*Task to complete*.
Work through the records below, line by line, and say how many lines include "light", with nothing else.

*Data for this task*.
===

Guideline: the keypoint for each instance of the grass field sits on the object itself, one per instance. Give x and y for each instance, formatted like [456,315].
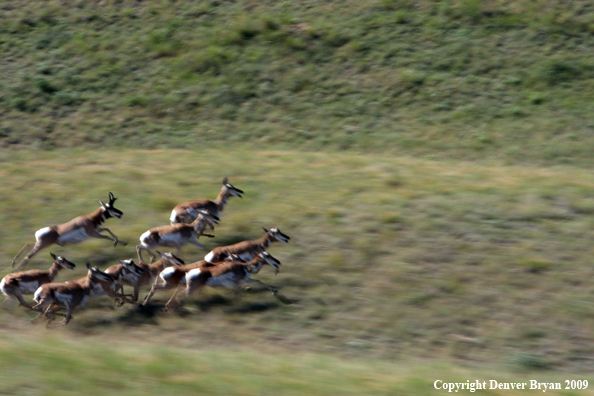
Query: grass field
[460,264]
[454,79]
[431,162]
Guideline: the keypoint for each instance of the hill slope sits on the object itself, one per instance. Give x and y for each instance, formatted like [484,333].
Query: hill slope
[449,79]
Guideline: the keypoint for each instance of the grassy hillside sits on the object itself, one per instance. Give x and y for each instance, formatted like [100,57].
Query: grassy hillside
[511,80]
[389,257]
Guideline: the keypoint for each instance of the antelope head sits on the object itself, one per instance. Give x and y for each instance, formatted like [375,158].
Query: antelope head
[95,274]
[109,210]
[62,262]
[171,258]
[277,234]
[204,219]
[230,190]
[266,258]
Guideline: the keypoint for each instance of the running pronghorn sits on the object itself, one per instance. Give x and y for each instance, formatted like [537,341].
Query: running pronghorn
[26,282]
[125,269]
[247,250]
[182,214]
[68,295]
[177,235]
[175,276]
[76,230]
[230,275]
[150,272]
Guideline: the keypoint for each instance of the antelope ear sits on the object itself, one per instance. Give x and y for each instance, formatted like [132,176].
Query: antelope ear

===

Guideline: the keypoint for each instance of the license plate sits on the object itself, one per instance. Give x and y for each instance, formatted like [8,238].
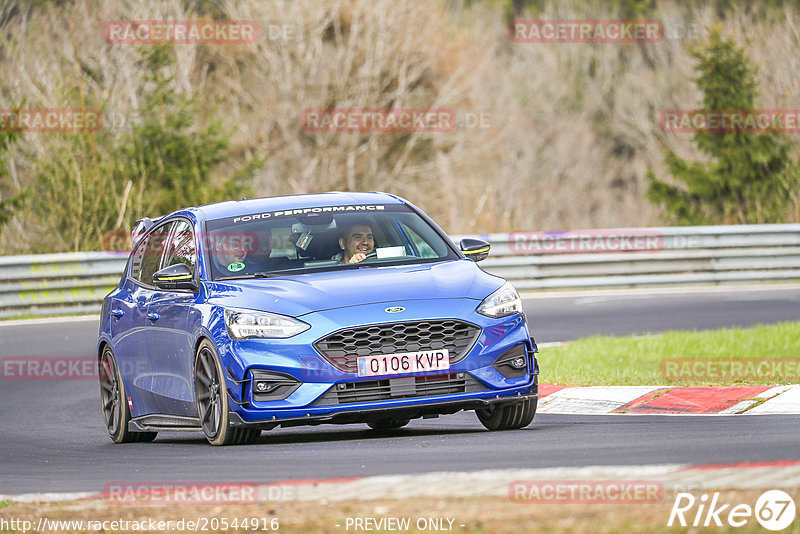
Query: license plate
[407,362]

===

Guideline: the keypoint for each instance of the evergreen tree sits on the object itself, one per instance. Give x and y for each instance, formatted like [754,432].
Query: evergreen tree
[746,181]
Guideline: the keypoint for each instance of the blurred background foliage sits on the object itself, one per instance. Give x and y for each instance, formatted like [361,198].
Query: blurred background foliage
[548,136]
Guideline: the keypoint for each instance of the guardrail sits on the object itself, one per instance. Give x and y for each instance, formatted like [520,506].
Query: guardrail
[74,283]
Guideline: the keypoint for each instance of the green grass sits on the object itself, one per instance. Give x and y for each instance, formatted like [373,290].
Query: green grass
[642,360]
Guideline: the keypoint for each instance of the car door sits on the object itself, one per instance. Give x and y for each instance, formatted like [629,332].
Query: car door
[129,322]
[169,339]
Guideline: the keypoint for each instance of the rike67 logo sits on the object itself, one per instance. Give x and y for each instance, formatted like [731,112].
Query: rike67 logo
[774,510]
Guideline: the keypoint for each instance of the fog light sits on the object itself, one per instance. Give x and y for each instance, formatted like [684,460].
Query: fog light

===

*Response to the exercise*.
2